• [Required task A] Please transcribe the docker event stream issue between "In #12540, docker" and "can bring us.", inclusive.
• [Required task B] Restate word for word the lines of the records between the lines holding "Where can the black" and "<point>264,172</point>", inclusive.

• [Provided passage]

-------

Skip to content
New issue

Have a question about this project? Sign up for a free GitHub account to open an issue and contact its maintainers and the community.

By clicking “Sign up for GitHub”, you agree to our terms of service and privacy statement. We’ll occasionally send you account related emails.

Already on GitHub? Sign in to your account

Evaluate the benefits of adopting docker event stream #16831

Closed
yujuhong opened this issue Nov 5, 2015 · 13 comments
Closed

Evaluate the benefits of adopting docker event stream #16831

yujuhong opened this issue Nov 5, 2015 · 13 comments
Labels
lifecycle/rotten Denotes an issue or PR that has aged beyond stale and will be auto-closed. priority/backlog Higher priority than priority/awaiting-more-evidence. sig/node Categorizes an issue or PR as relevant to SIG Node. sig/scalability Categorizes an issue or PR as relevant to SIG Scalability.

Comments

@yujuhong
Copy link
Contributor

yujuhong commented Nov 5, 2015

In #12540, docker event stream was proposed as part of the pod lifecycle event generator (PLEG) to reduce number of docker operations.

However, even without adopting the docker event stream, we can still implement a PLEG solely by periodically relisting the containers. The generic PLEG in #13571 is an example.
This would still improve the average resource usage of kubelet and docker because only one goroutine queries docker at a higher frequency (as opposed to all pod workers). The drawback, on the other hand, is that kubelet's reaction time to container events would be equal or greater than the relist period. We should try to understand the limit of pure relisting by running some micro-benchmark using docker, so that we know how much benefits the container event stream can bring us.

Metrics:

  • latency
  • cpu usage percentiles

Parameters to vary:

  • op: list, inspect
  • period
  • number of containers
  • GCE machine size

The next step would be benchmarking the docker event stream.

/cc @kubernetes/goog-node

@yujuhong yujuhong added priority/important-soon Must be staffed and worked on either currently, or very soon, ideally in time for the next release. sig/scalability Categorizes an issue or PR as relevant to SIG Scalability. sig/node Categorizes an issue or PR as relevant to SIG Node. labels Nov 5, 2015
@Random-Liu
Copy link
Member

OK, will do! This is indeed necessary for future work. :)

-------

Object pointing dataset records

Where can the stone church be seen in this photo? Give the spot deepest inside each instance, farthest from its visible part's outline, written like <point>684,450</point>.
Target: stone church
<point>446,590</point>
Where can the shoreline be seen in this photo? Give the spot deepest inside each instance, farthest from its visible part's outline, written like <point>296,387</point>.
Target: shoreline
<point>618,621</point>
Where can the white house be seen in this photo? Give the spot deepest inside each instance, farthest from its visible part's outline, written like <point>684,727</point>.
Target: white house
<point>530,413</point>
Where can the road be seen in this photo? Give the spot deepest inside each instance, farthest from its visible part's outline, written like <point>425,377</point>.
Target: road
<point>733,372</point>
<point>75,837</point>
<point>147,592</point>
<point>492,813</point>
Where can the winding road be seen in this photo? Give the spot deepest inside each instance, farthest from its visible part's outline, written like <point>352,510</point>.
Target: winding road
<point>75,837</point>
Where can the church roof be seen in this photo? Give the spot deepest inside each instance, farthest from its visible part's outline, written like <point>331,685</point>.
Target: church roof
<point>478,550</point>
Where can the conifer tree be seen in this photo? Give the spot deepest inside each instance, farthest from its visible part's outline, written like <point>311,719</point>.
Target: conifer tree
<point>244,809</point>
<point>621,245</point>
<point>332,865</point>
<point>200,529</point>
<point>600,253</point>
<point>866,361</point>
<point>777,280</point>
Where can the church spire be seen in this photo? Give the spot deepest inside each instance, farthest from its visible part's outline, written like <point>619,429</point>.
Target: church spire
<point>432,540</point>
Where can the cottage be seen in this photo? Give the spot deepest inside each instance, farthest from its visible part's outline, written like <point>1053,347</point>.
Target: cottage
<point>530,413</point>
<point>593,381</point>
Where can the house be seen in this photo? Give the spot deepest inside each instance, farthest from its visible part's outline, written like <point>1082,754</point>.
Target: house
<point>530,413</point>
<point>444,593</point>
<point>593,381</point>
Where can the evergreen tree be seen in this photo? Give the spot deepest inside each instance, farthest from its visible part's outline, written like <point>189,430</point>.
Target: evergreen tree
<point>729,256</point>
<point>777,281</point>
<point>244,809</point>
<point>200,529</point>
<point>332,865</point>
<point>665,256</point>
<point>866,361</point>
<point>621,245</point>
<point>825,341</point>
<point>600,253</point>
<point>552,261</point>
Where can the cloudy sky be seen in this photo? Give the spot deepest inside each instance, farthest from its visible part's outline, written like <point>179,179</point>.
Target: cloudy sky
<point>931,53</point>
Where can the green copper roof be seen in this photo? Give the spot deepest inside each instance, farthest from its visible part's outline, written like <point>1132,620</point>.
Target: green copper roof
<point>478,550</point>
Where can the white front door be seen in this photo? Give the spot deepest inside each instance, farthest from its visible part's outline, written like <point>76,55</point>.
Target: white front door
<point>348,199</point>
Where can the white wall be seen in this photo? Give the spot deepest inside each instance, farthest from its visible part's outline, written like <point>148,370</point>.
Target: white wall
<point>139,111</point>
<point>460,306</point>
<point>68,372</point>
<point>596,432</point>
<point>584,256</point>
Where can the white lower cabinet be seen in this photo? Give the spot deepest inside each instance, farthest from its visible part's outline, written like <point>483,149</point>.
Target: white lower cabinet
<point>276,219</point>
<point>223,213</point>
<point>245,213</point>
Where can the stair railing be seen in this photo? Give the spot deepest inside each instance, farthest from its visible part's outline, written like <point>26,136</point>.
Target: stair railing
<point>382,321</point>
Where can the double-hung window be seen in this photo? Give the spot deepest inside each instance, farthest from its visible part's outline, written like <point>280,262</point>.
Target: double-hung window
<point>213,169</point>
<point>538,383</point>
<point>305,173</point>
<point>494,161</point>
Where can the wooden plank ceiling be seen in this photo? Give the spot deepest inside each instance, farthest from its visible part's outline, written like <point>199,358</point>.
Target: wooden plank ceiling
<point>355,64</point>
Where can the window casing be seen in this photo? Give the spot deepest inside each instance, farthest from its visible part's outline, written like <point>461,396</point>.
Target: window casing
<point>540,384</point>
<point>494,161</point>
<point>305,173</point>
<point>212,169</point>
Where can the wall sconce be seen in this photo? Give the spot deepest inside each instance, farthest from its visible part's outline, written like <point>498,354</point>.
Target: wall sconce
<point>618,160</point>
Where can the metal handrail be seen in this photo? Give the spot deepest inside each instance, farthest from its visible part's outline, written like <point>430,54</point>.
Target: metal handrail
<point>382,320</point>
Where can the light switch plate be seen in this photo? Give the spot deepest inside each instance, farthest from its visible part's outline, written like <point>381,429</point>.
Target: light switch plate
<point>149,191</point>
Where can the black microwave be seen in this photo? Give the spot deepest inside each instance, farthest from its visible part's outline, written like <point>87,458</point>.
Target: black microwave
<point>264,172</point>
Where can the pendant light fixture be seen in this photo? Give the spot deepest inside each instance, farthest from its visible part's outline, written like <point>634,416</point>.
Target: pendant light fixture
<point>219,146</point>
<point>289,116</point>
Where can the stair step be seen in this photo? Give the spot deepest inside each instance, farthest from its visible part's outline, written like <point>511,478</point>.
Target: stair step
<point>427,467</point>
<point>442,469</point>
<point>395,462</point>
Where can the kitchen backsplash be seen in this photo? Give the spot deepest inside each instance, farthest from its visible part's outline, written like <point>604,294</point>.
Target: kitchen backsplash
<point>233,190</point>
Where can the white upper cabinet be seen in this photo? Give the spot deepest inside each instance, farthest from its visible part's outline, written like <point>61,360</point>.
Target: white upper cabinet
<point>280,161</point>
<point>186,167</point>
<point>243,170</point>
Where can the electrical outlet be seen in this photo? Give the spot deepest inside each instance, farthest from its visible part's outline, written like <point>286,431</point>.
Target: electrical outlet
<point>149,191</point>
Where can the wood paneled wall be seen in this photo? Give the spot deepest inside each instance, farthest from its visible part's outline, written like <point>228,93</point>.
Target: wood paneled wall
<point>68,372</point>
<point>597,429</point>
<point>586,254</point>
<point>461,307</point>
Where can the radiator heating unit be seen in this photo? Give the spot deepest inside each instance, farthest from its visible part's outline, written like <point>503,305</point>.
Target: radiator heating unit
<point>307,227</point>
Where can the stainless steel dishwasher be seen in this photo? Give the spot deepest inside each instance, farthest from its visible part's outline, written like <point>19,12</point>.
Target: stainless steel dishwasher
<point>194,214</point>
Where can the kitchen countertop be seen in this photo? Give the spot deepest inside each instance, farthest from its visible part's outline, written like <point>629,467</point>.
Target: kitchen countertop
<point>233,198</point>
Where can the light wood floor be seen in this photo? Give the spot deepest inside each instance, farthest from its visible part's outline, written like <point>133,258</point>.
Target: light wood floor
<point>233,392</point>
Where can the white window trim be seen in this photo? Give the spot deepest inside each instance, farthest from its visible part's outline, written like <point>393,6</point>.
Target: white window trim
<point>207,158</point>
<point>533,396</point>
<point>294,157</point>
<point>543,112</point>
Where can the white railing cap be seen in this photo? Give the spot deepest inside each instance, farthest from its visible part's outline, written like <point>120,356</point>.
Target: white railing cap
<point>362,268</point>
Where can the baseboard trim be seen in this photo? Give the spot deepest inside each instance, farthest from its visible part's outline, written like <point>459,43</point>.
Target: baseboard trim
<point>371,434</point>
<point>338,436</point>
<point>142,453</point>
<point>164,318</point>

-------

• [Expected output A]
In #12540, docker event stream was proposed as part of the pod lifecycle event generator (PLEG) to reduce number of docker operations.

However, even without adopting the docker event stream, we can still implement a PLEG solely by periodically relisting the containers. The generic PLEG in #13571 is an example.
This would still improve the average resource usage of kubelet and docker because only one goroutine queries docker at a higher frequency (as opposed to all pod workers). The drawback, on the other hand, is that kubelet's reaction time to container events would be equal or greater than the relist period. We should try to understand the limit of pure relisting by running some micro-benchmark using docker, so that we know how much benefits the container event stream can bring us.

• [Expected output B]
Where can the black microwave be seen in this photo? Give the spot deepest inside each instance, farthest from its visible part's outline, written like <point>87,458</point>.
Target: black microwave
<point>264,172</point>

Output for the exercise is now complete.